Given data:
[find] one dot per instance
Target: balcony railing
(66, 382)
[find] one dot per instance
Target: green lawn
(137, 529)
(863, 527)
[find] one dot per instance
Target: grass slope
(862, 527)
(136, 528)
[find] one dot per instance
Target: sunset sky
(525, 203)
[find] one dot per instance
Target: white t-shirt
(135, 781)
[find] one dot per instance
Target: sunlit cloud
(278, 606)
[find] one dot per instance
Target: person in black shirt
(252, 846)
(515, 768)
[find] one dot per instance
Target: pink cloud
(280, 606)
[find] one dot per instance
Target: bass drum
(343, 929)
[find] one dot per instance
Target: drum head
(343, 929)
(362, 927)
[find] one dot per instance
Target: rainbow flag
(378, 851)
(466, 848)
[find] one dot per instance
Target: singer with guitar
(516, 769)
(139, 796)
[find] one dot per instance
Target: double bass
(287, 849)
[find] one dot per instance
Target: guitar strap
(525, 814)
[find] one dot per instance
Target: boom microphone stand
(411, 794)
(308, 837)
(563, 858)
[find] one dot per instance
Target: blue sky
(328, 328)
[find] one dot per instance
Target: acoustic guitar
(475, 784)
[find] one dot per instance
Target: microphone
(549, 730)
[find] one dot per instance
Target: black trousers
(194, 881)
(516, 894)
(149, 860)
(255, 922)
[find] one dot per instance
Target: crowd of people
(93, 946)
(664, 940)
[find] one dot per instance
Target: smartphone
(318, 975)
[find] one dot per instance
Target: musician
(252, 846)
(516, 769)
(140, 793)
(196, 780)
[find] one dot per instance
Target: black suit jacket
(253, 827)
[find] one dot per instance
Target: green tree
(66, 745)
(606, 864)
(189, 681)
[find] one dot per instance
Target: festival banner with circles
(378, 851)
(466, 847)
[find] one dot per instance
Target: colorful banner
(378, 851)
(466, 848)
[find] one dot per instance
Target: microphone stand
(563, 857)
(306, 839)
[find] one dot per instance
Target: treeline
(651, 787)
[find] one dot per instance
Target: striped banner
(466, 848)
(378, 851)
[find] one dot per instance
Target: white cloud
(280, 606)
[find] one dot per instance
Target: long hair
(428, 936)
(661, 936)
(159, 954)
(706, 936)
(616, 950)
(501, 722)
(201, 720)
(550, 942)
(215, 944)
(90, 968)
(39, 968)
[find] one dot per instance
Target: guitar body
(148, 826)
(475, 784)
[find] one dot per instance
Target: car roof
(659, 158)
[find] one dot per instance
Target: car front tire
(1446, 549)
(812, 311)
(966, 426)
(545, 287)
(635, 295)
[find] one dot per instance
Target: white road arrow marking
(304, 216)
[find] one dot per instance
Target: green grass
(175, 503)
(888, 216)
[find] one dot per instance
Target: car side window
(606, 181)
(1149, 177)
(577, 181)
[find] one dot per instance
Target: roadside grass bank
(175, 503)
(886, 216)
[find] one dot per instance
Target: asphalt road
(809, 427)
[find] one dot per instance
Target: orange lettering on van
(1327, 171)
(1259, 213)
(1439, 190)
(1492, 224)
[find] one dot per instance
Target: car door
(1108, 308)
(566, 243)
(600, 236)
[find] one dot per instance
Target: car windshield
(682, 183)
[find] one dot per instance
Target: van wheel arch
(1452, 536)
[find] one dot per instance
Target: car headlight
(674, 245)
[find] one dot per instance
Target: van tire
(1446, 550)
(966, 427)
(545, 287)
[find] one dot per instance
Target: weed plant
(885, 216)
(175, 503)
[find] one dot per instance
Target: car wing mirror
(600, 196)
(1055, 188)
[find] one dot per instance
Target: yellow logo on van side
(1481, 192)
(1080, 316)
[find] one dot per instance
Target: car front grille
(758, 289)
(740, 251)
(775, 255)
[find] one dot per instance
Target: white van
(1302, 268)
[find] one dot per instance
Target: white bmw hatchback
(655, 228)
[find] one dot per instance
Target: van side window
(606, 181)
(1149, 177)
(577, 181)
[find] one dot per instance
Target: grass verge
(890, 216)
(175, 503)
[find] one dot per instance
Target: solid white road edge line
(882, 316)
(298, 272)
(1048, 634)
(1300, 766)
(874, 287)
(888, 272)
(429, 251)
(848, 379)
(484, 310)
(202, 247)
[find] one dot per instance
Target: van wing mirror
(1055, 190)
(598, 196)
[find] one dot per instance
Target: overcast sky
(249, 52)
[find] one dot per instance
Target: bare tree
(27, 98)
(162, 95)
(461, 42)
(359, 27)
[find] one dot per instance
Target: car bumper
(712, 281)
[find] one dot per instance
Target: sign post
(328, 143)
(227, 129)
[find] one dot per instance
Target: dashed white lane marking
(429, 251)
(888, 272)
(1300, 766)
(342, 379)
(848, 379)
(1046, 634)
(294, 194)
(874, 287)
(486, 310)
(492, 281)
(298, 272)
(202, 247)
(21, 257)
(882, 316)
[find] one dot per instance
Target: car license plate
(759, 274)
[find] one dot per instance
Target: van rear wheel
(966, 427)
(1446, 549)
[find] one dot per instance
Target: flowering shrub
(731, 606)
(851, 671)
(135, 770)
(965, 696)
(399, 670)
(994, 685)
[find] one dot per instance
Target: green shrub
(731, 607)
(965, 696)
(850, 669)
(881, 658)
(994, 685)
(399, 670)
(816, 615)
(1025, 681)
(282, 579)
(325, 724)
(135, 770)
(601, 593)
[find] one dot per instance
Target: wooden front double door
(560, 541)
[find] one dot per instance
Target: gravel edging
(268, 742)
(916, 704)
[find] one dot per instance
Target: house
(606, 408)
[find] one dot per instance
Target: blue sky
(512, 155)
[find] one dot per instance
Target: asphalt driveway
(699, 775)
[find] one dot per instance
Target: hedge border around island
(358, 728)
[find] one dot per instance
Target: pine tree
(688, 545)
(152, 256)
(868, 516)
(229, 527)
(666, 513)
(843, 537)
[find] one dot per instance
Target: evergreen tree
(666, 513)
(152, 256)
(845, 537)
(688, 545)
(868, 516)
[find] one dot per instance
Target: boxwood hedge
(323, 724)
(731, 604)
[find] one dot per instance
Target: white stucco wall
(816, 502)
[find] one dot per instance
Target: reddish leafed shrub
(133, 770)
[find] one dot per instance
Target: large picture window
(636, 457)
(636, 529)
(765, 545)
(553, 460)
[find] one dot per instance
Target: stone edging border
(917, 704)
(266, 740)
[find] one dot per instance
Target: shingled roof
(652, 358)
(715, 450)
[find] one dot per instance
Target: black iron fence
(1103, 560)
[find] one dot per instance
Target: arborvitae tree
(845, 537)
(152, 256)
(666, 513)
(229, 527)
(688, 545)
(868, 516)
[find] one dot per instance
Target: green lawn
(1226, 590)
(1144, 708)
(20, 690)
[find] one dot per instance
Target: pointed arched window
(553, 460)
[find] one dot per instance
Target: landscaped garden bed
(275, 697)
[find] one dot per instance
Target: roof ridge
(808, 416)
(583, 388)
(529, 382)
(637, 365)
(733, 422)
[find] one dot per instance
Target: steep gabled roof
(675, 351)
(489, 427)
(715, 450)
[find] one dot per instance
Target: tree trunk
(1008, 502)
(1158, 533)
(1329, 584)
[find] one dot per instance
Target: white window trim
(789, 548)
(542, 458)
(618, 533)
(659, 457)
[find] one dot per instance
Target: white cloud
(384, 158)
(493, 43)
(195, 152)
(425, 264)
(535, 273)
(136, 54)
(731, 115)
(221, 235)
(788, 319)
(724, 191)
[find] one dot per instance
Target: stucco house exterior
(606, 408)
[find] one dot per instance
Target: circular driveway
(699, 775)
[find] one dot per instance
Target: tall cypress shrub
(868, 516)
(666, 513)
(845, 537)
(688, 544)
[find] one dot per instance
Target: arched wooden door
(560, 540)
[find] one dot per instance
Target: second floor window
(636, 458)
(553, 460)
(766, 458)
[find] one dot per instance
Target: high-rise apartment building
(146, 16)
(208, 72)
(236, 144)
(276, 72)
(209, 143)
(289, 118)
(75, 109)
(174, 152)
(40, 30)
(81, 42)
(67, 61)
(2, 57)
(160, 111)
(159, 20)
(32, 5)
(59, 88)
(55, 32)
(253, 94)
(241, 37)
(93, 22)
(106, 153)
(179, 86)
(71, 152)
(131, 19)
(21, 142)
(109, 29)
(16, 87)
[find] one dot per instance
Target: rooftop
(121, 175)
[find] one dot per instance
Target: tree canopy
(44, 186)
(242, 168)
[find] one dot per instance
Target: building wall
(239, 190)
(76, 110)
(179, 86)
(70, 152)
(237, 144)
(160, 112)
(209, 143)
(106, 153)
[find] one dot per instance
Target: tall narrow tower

Task to carry out: Write out exactly the lines starting with the one that holds "Target: roof ridge" and running through the last line above.

Written solution:
Target: roof ridge
(808, 416)
(583, 388)
(529, 382)
(637, 365)
(733, 422)
[find] one dot per instance
Target: steep gabled roof
(675, 351)
(489, 427)
(715, 450)
[find] one dot per instance
Target: tree trunk
(1008, 502)
(1158, 533)
(1329, 584)
[find] one dot per instance
Target: white window trim
(789, 548)
(542, 458)
(618, 533)
(659, 457)
[find] one dot per instance
Target: white cloud
(384, 158)
(493, 43)
(195, 152)
(425, 264)
(535, 273)
(136, 54)
(731, 115)
(221, 235)
(788, 319)
(724, 191)
[find] one dot per instance
Target: stucco house exterior
(606, 408)
[find] one dot per instance
Target: circular driveway
(699, 775)
[find] one dot per instance
Target: tall cypress shrub
(868, 516)
(666, 513)
(845, 537)
(688, 544)
[find] one dot per instance
Target: arched wooden door
(560, 540)
[find] one dot per instance
Target: second floor window
(636, 458)
(553, 460)
(766, 458)
[find] one dot per instance
Target: high-rise apartment building
(146, 16)
(208, 72)
(236, 144)
(276, 72)
(209, 143)
(289, 118)
(75, 109)
(174, 152)
(40, 30)
(81, 42)
(67, 61)
(2, 57)
(160, 111)
(159, 20)
(32, 5)
(59, 88)
(55, 32)
(253, 94)
(241, 37)
(93, 22)
(106, 153)
(179, 86)
(71, 152)
(131, 19)
(21, 142)
(109, 29)
(16, 87)
[find] one dot per instance
Target: rooftop
(121, 175)
[find] one dot per instance
Target: tree canopy
(44, 186)
(242, 168)
[find] one dot per instance
Target: building wall
(239, 190)
(76, 110)
(179, 86)
(70, 152)
(237, 144)
(160, 112)
(209, 143)
(106, 153)
[find] one dot per instance
Target: tall narrow tower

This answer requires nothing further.